— start of Task material —

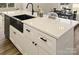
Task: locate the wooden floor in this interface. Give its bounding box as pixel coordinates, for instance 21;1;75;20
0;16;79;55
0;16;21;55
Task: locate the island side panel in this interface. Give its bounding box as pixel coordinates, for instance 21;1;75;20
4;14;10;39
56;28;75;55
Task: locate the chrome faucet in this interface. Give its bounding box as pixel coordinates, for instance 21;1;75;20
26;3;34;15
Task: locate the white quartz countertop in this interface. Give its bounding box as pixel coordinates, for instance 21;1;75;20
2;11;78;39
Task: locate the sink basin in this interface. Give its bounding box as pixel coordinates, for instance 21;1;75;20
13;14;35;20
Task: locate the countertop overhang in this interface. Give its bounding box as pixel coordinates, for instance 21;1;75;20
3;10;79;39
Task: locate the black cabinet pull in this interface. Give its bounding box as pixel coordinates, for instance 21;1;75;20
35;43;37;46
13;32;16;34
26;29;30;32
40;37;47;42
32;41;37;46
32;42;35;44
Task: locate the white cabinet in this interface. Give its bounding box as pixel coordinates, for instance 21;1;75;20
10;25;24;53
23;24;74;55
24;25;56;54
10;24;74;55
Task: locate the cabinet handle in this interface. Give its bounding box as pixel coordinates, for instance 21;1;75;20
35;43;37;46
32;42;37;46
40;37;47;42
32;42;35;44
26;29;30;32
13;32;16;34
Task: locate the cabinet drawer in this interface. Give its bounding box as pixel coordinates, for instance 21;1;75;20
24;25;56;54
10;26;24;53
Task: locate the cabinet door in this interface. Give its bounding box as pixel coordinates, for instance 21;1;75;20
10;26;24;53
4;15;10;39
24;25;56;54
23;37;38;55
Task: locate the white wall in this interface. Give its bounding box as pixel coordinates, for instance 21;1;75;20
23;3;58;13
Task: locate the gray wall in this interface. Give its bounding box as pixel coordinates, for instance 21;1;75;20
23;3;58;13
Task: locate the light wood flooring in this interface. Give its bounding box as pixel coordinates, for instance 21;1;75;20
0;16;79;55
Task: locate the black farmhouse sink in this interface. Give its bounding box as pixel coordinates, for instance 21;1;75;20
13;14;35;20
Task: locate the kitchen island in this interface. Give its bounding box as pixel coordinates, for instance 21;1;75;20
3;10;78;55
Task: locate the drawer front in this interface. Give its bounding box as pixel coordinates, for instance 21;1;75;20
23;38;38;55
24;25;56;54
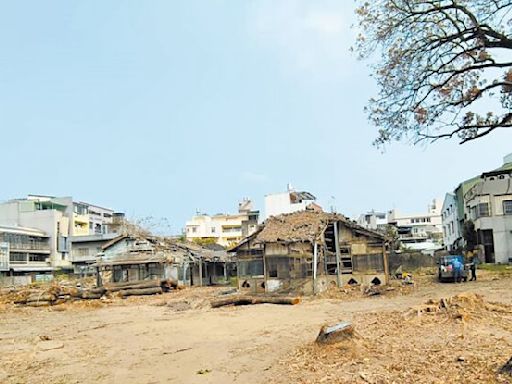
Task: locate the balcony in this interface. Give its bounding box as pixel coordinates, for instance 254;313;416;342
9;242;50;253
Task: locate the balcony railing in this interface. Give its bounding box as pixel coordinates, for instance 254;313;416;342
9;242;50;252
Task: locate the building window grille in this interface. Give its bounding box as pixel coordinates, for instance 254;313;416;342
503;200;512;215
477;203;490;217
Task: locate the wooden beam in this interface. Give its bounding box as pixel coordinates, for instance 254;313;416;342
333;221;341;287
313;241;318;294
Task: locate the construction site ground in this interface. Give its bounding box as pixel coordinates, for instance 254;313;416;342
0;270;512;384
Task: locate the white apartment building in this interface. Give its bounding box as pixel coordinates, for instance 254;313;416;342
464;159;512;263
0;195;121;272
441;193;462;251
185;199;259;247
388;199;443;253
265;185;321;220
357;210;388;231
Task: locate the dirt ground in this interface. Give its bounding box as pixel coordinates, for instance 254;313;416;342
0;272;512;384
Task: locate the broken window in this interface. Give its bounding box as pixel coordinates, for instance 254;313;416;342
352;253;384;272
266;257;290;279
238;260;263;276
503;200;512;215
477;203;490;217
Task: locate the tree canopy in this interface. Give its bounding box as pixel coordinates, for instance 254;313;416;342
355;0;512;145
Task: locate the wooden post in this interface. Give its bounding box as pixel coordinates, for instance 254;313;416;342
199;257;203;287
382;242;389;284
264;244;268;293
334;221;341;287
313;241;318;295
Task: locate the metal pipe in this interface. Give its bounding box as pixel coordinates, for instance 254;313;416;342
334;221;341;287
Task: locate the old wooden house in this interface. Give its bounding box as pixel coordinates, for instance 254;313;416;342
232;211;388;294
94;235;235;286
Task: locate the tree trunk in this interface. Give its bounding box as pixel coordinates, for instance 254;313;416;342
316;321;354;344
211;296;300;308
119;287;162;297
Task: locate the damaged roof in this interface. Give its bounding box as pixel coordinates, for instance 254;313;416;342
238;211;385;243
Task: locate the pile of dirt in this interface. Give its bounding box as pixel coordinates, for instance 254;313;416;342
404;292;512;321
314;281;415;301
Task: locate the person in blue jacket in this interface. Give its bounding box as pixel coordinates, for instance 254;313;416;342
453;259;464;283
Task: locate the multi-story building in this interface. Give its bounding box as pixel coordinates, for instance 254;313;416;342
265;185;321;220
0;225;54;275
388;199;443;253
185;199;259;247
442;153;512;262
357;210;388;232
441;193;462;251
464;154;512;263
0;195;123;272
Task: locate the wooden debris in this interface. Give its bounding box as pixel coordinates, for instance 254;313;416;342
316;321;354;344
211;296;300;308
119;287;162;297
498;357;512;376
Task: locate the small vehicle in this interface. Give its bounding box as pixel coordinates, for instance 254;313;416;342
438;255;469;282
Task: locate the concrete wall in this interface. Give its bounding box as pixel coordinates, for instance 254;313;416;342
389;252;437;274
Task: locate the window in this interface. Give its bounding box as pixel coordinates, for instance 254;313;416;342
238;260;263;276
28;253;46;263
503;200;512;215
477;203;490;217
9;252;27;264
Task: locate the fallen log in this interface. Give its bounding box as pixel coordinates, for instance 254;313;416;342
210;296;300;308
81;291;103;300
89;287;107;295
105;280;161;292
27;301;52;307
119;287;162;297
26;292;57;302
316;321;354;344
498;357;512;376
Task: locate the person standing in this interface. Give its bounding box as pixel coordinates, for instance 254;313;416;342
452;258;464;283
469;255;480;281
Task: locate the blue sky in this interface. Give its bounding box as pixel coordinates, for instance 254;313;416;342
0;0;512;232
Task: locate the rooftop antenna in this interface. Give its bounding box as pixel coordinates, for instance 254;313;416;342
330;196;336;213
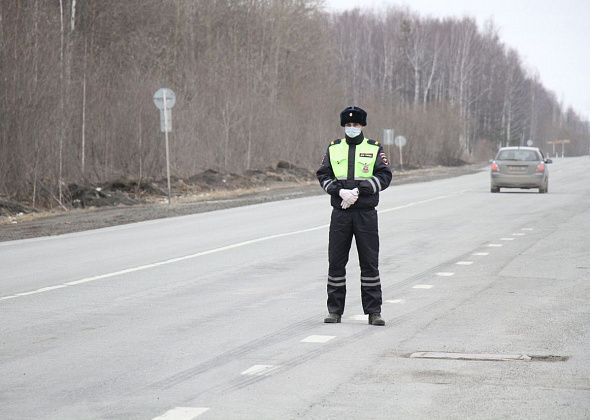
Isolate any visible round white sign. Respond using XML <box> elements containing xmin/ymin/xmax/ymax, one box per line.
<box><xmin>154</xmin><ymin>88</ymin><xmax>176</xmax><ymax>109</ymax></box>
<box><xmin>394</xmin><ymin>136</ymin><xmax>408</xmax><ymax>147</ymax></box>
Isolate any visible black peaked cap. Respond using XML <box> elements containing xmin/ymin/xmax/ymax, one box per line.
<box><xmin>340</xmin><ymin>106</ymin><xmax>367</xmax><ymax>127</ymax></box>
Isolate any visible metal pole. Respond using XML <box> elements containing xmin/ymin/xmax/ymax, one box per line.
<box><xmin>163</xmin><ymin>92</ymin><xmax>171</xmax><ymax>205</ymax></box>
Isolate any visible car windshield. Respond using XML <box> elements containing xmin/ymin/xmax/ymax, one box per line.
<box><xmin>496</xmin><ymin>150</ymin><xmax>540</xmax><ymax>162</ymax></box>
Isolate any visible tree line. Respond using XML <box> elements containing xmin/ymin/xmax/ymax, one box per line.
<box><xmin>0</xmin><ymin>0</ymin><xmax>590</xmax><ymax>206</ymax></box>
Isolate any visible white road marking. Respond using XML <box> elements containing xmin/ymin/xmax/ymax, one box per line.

— end of Task material —

Select every line in the records that contains the word "Isolate" and copy each one out in full.

-- Complete output --
Isolate any visible round white sign. Respond using XML <box> elements containing xmin/ymin/xmax/ymax, one box per line.
Isolate any visible black peaked cap. Respond using XML <box> elements containing xmin/ymin/xmax/ymax, one box per line.
Isolate any visible metal pole. Respond using XML <box> elements containing xmin/ymin/xmax/ymax, one box per line.
Isolate any visible car windshield. Respond using XML <box> elements containing xmin/ymin/xmax/ymax, one box per line.
Isolate any visible tree line. Respond using XML <box> elements containing xmin/ymin/xmax/ymax, one box per line.
Isolate any visible white road marking. Respond using XML <box> elements containing xmin/ymin/xmax/ymax, one box per line.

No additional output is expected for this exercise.